** BEGIN Extract provided **
This notebook presents NEGF code to model a Superconductor-Normal metal (SN) junction. A thin insulating barrier is assumed to be present between the superconductor and the normal metal.
The aim of this notebook is to match BTK results obtained using scattering theory.
In [11]:
import numpy as np
import matplotlib.pyplot as plt
%matplotlib inline
import itertools
import scipy.special
# The SN junction is modelled using a tight-binding Hamiltonian in one dimension
# The function presented here is more general and can be used for finite cross section nanowires
def create_Hamiltonian(dimensions,physical_parameters):
'''
dimensions : dictionary with the following three numbers,
N_lat : number of points laterally
N_z : number of points in the z direction
N_int : number of internal degrees of freedom = 1,2,4
physical_paramters : dictionary with the revelant physical parameters
'''
N_lat = dimensions['N_lat']
N_z = dimensions['N_z']
N_int = dimensions['N_int']
t = physical_parameters['t']
Delta = physical_parameters['Delta']
mu = physical_parameters['mu']
# Hamiltonian element functions
def create_alpha(ind):
if N_int == 1:
alpha = 2*t - mu
elif N_int == 2:
alpha = np.array([[2*t-mu,Delta],[np.conj(Delta),-2*t+mu]])
return alpha
def create_beta(ind1,ind2):
if N_int == 1:
beta = -t
elif N_int == 2:
beta = np.array([[-t,0],[0,t]])
** END Extract provided **
* **Problems to solve**:
[1] In the SN junction notebook, rewrite the part starting at "This notebook presents" and ending at "using scattering theory.", substituting "document" for "notebook".
[2] Pick up the SN junction notebook code where it stops and keep writing it.
** BEGIN Dataset records **
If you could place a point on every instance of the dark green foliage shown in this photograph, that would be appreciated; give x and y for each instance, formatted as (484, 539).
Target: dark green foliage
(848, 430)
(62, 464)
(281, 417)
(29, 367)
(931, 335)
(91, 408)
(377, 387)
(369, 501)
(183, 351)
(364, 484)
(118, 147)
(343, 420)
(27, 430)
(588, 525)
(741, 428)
** END Dataset records **
** BEGIN Dataset records **
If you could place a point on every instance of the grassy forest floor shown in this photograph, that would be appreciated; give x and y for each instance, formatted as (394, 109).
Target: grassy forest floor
** END Dataset records **
* **Answers per task**:
[1]
This document presents NEGF code to model a Superconductor-Normal metal (SN) junction. A thin insulating barrier is assumed to be present between the superconductor and the normal metal.
The aim of this document is to match BTK results obtained using scattering theory.

[2]
return beta
def create_zero():
if N_int == 1:
return 0.0
elif N_int == 2:
return np.zeros((2,2))
def func_H(ind1,ind2):
if ind1 == ind2:
return create_alpha(ind1)
elif tuple(abs(x) for x in tuple(i-j for i,j in zip(ind1,ind2))) \
in [(0,0,1),(0,1,0),(1,0,0)]:
return create_beta(ind1,ind2)
else:
return create_zero()
# list of space indices of the Hamiltonian
indices = list(itertools.product(range(N_lat),range(N_lat),range(N_z)))
H = [func_H(ind1,ind2) for ind1,ind2 in itertools.product(indices, indices)]
N = N_lat*N_lat*N_z
H_ar = np.array(H,dtype=np.complex64).reshape((N,N,N_int,N_int))
H_mat = np.array([H_ar[x,:,y,:].flatten() for x in range(H_ar.shape[0]) for y in range(H_ar.shape[2])])\
.flatten().reshape(N_int*N,N_int*N)
return H_mat
We now test the function to $\text{create_Hamiltonian}$.
In [13]:
dimensions = {'N_z' : 3,'N_lat' : 1,"N_int" : 2}
physical_parameters = {'t' : 1.0,'Delta' : 1e-2,'mu' : 0.0}
H_mat = create_Hamiltonian(dimensions,physical_parameters)
print(H_mat)
In order to calculate the current from device Hamiltoninan, the leads at the two ends have to be taken into account. The surface Green's function of the semi-infinite leads is calculated in an iterative fashion, taking into account the infinite nature of the lead Hamiltonian.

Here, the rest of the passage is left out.